● PROBLEM
Please copy the records exactly as they appear, with all pictures left out.

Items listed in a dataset
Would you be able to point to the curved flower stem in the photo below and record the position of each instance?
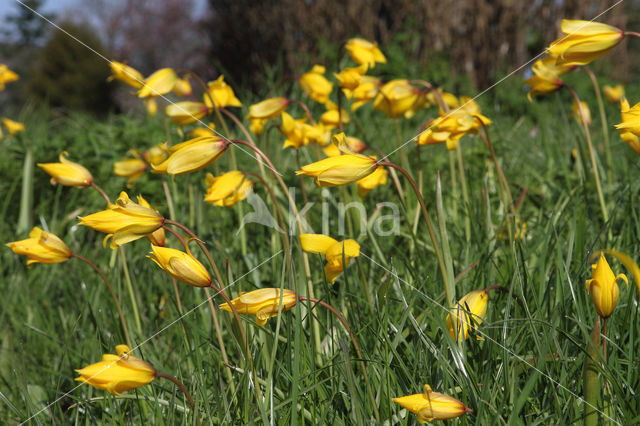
(292, 204)
(179, 384)
(605, 127)
(425, 213)
(113, 295)
(592, 154)
(344, 322)
(101, 191)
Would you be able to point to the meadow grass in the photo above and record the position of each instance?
(527, 369)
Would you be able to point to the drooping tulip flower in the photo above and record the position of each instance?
(67, 172)
(364, 52)
(221, 93)
(124, 221)
(41, 247)
(159, 83)
(228, 189)
(584, 41)
(186, 112)
(117, 373)
(613, 93)
(264, 303)
(6, 76)
(603, 287)
(315, 84)
(467, 314)
(431, 405)
(181, 265)
(126, 74)
(192, 155)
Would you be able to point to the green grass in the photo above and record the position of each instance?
(527, 370)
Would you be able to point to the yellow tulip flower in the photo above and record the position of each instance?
(584, 41)
(431, 405)
(364, 52)
(182, 87)
(181, 265)
(221, 93)
(6, 76)
(157, 237)
(377, 178)
(467, 314)
(397, 98)
(67, 172)
(186, 112)
(228, 189)
(269, 108)
(12, 127)
(603, 287)
(315, 84)
(264, 303)
(125, 221)
(159, 83)
(41, 247)
(131, 168)
(613, 94)
(126, 74)
(117, 373)
(192, 155)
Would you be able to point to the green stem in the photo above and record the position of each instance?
(129, 284)
(179, 384)
(592, 153)
(125, 329)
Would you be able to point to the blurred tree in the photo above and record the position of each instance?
(68, 75)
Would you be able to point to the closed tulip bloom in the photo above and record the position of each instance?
(126, 74)
(613, 94)
(431, 405)
(221, 93)
(131, 168)
(396, 98)
(6, 76)
(269, 108)
(186, 112)
(117, 373)
(365, 52)
(182, 87)
(315, 84)
(467, 314)
(67, 173)
(264, 303)
(12, 127)
(192, 155)
(159, 83)
(181, 265)
(41, 247)
(157, 237)
(603, 287)
(584, 41)
(377, 178)
(228, 189)
(125, 221)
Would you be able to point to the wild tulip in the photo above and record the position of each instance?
(467, 314)
(584, 41)
(124, 221)
(228, 189)
(67, 173)
(41, 247)
(117, 373)
(431, 405)
(264, 303)
(181, 265)
(603, 287)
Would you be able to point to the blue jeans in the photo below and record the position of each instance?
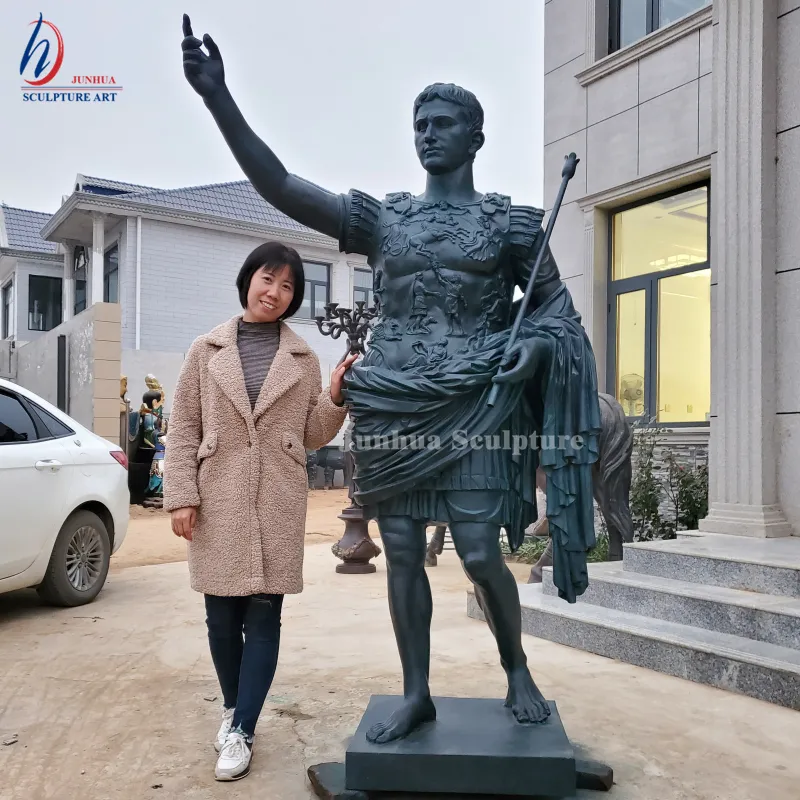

● WORKED SOLUTION
Would you be able to point to the curved flower stem in the photo below and record the position of each instance?
(292, 204)
(179, 384)
(605, 127)
(425, 213)
(113, 295)
(592, 154)
(344, 322)
(101, 191)
Would you be able to point to the meadow grass in the photo above and record the position of each instance?
(527, 369)
Would you be able to point to the drooping tulip flower in the photo above and record the position of each instance?
(67, 172)
(364, 52)
(221, 93)
(124, 221)
(41, 247)
(159, 83)
(228, 189)
(584, 41)
(186, 112)
(117, 373)
(613, 93)
(264, 303)
(6, 76)
(603, 287)
(315, 84)
(467, 314)
(431, 405)
(181, 265)
(126, 74)
(192, 155)
Would you be able to point to the green grass in the photo above and record the position of each instance?
(527, 370)
Would you be able to point to the yellow tulip flower in the photo above and record the position of each instance?
(584, 41)
(431, 405)
(364, 52)
(182, 87)
(181, 265)
(221, 93)
(6, 76)
(157, 237)
(377, 178)
(467, 314)
(397, 98)
(67, 172)
(186, 112)
(228, 189)
(269, 108)
(12, 127)
(603, 287)
(315, 84)
(264, 303)
(125, 221)
(159, 83)
(41, 247)
(131, 168)
(613, 94)
(126, 74)
(117, 373)
(192, 155)
Would you be able to point to the green stem in the photo above and record the position of each instance?
(129, 284)
(179, 384)
(592, 153)
(125, 329)
Would you be able to point to the blurred tree in the photo above and record the position of each instance?
(68, 75)
Would you be able to point to the closed tulip bloom in the photo above and record the position of each instance?
(126, 74)
(613, 94)
(431, 405)
(221, 93)
(131, 168)
(396, 98)
(6, 76)
(269, 108)
(186, 112)
(117, 373)
(365, 52)
(182, 87)
(315, 84)
(467, 314)
(67, 173)
(264, 303)
(12, 127)
(192, 155)
(159, 83)
(181, 265)
(41, 247)
(157, 237)
(603, 287)
(584, 41)
(377, 178)
(228, 189)
(125, 221)
Would you be able to point to the wild tulip in the photo above and record the position of each instance?
(467, 314)
(584, 41)
(124, 221)
(228, 189)
(67, 173)
(41, 247)
(117, 373)
(431, 405)
(264, 303)
(181, 265)
(603, 287)
Would you be able to point to the blue jeans in the photo below and record the position of each instance?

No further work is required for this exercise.